## Auftrag a
Geben Sie den Abschnitt des Textes über Wiederverwendung im Bauwesen zwischen „In der Theorie“ und „Materialien sortenrein wiederzuverwenden.“, beide eingeschlossen, wortgetreu wieder.

---------- Seite

In der Theorie liest sich alles einfach. Mindestens 90 % des Abbruchmaterials müssen für Wiederverwendung bzw. Recycling vorbereitet werden, bei Gebäuden braucht es Entwurfskonzepte für Anpassungsfähigkeit und Rückbau, Höchstmengen bei verwendeten Primärrohstoffen (Beton, Ziegel, Glas, Metall, Gips …) gilt es einzuhalten. (Auszug Umweltziel 4 der EU-Taxonomie) Die Praxis sieht vielfach noch anders aus. Wertvolle Materialien gehen verloren beziehungsweise landen im Downcycling. Verklebte Dämmungen, geflämmte Abdichtungen und z. B. Stahlbeton bieten keine gute Grundlage, um Materialien sortenrein wiederzuverwenden.
»Für die Zukunft braucht es neue Verbindungsmöglichkeiten und Konstruktionen, Wiederverwertung muss bereits vor dem Einbau mitbedacht werden«, fordert Simone Grassauer von der Umweltberatung Scale. Bauen muss ganzheitlicher gedacht werden, alle Lebenszyklusphasen sind zu berücksichtigen. »Gerade die letzte Phase schafft Mehrwerte.« Für ein breites Ausrollen von Re-Use ist es laut AEE Intec erforderlich, dass Akteure der Bauwirtschaft ihr Angebot anpassen, sich neue Berufsbilder entwickeln und Produkthersteller Loop-Produkte in allen Bauproduktklassen sowie Dienstleistungen zur Produktprüfung anbieten. Rückbauunternehmen müssen sich um den Re-Use-orientierten Rückbau kümmern und die Rückgabe organisieren.

--------------------
---------- Ausgewählte Einträge

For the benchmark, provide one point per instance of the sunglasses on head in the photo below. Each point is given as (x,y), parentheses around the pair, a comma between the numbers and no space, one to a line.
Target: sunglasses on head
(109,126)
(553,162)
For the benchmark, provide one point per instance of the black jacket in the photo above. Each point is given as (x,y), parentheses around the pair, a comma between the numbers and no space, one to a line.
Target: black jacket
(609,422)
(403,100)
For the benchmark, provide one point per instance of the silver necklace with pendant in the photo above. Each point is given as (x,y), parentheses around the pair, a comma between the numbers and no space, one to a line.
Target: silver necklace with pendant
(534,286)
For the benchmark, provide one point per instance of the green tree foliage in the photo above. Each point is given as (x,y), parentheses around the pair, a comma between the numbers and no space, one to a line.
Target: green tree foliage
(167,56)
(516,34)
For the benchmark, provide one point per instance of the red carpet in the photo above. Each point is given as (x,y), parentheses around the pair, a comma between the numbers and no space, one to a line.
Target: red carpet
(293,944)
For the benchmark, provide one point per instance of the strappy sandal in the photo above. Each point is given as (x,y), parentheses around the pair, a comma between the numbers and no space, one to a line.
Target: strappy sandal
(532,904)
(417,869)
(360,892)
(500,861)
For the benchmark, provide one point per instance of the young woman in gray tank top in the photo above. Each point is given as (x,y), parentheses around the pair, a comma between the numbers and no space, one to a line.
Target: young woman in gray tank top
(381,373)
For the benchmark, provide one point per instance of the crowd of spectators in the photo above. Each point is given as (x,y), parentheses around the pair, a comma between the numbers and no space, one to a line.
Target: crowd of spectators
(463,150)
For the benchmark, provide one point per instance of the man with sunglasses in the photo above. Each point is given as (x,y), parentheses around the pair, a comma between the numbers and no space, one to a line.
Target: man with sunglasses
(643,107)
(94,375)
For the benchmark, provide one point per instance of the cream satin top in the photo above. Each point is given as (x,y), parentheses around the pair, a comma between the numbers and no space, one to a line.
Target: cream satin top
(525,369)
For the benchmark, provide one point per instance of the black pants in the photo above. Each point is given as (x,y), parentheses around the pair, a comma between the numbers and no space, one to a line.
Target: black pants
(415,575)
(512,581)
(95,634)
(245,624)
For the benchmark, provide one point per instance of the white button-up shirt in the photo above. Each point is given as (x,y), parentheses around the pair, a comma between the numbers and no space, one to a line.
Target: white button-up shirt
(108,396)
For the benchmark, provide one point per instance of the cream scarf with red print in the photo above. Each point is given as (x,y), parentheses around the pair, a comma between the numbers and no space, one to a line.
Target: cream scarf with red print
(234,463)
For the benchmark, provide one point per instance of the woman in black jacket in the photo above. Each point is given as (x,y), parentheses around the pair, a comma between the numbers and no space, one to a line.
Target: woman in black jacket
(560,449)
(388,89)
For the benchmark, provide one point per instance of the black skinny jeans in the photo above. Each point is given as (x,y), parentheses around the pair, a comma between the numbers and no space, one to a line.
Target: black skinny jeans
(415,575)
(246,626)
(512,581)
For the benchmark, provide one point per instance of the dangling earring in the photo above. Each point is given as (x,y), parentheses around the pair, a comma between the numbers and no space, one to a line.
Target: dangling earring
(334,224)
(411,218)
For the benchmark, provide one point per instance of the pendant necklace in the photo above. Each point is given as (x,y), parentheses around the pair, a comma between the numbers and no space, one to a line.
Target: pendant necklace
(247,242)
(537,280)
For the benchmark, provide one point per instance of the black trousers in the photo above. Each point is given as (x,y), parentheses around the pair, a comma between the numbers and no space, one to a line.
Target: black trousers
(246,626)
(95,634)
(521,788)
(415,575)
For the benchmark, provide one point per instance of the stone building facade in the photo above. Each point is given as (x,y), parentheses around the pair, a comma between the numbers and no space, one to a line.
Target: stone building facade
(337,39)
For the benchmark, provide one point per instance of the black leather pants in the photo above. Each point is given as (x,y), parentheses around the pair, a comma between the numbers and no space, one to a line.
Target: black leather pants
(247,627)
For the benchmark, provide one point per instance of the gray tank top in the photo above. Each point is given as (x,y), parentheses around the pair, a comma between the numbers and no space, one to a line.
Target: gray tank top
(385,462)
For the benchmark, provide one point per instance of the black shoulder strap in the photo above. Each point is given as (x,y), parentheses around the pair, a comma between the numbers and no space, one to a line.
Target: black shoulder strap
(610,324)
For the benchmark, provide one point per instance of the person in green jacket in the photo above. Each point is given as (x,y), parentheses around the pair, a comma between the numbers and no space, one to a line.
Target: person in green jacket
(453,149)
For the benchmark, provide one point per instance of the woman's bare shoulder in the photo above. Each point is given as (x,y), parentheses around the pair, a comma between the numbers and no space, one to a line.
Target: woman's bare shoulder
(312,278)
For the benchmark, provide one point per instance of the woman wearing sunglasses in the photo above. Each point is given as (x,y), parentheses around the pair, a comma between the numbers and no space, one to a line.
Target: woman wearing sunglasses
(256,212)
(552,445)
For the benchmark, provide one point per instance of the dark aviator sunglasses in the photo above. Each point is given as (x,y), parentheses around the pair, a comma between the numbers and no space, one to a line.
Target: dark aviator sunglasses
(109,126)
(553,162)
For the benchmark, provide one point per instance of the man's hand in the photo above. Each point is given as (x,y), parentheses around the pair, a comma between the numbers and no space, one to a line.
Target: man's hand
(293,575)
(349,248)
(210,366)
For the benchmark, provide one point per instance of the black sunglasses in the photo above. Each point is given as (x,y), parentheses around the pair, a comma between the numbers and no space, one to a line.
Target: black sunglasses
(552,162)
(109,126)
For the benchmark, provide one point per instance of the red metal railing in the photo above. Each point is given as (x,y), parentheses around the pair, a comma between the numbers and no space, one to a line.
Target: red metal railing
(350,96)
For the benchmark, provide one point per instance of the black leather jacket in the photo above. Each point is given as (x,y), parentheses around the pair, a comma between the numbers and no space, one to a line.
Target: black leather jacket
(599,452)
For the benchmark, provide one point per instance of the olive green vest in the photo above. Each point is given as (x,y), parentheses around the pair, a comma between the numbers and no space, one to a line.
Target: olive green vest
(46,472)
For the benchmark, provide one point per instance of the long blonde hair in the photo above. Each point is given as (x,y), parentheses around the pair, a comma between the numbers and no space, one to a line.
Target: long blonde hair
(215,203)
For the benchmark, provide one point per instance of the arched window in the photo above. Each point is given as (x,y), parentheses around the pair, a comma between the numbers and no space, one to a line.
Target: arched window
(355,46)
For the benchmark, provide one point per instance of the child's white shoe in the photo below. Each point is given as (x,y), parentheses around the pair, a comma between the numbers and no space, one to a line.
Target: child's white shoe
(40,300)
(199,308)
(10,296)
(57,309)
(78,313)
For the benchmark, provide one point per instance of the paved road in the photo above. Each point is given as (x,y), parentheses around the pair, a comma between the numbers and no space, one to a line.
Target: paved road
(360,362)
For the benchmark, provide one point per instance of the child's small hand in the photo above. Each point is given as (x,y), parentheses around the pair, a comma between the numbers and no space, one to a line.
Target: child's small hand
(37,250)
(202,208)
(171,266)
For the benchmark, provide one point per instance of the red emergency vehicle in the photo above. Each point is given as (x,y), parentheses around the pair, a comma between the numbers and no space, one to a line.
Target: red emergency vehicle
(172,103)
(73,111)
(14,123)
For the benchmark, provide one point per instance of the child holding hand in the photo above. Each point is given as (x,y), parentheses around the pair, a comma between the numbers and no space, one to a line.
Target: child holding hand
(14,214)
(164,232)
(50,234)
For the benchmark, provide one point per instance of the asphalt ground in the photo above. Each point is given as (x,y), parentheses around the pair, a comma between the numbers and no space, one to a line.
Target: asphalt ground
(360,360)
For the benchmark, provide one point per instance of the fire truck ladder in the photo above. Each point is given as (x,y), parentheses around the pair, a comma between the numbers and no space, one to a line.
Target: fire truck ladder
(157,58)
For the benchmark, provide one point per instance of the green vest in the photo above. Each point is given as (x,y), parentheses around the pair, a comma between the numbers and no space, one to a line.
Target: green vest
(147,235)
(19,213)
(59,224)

--------------------

## Auftrag b
Übertragen Sie aus den Einträgen die Zeilen zwischen der Zeile mit „the child's small“ und dem Ende der Einträge, beide Enden eingeschlossen, unverändert.

## Schriftliche Antwort a
In der Theorie liest sich alles einfach. Mindestens 90 % des Abbruchmaterials müssen für Wiederverwendung bzw. Recycling vorbereitet werden, bei Gebäuden braucht es Entwurfskonzepte für Anpassungsfähigkeit und Rückbau, Höchstmengen bei verwendeten Primärrohstoffen (Beton, Ziegel, Glas, Metall, Gips …) gilt es einzuhalten. (Auszug Umweltziel 4 der EU-Taxonomie) Die Praxis sieht vielfach noch anders aus. Wertvolle Materialien gehen verloren beziehungsweise landen im Downcycling. Verklebte Dämmungen, geflämmte Abdichtungen und z. B. Stahlbeton bieten keine gute Grundlage, um Materialien sortenrein wiederzuverwenden.

## Schriftliche Antwort b
For the benchmark, provide one point per instance of the child's small hand in the photo above. Each point is given as (x,y), parentheses around the pair, a comma between the numbers and no space, one to a line.
Target: child's small hand
(37,250)
(202,208)
(171,266)
For the benchmark, provide one point per instance of the red emergency vehicle in the photo above. Each point is given as (x,y), parentheses around the pair, a comma between the numbers and no space, one to a line.
Target: red emergency vehicle
(172,103)
(73,111)
(14,123)
For the benchmark, provide one point per instance of the child holding hand in the photo above. Each point is given as (x,y), parentheses around the pair, a comma between the numbers and no space, one to a line.
Target: child holding hand
(14,214)
(164,232)
(50,234)
For the benchmark, provide one point per instance of the asphalt ground in the photo above. Each point is given as (x,y), parentheses around the pair, a comma between the numbers and no space, one to a line.
Target: asphalt ground
(360,360)
For the benchmark, provide one point per instance of the fire truck ladder in the photo above. Each point is given as (x,y), parentheses around the pair, a comma between the numbers and no space, one to a line.
Target: fire truck ladder
(157,58)
For the benchmark, provide one point per instance of the green vest in the photo above. Each point is given as (x,y), parentheses around the pair, a comma between the numbers and no space, one to a line.
Target: green vest
(147,235)
(19,213)
(59,224)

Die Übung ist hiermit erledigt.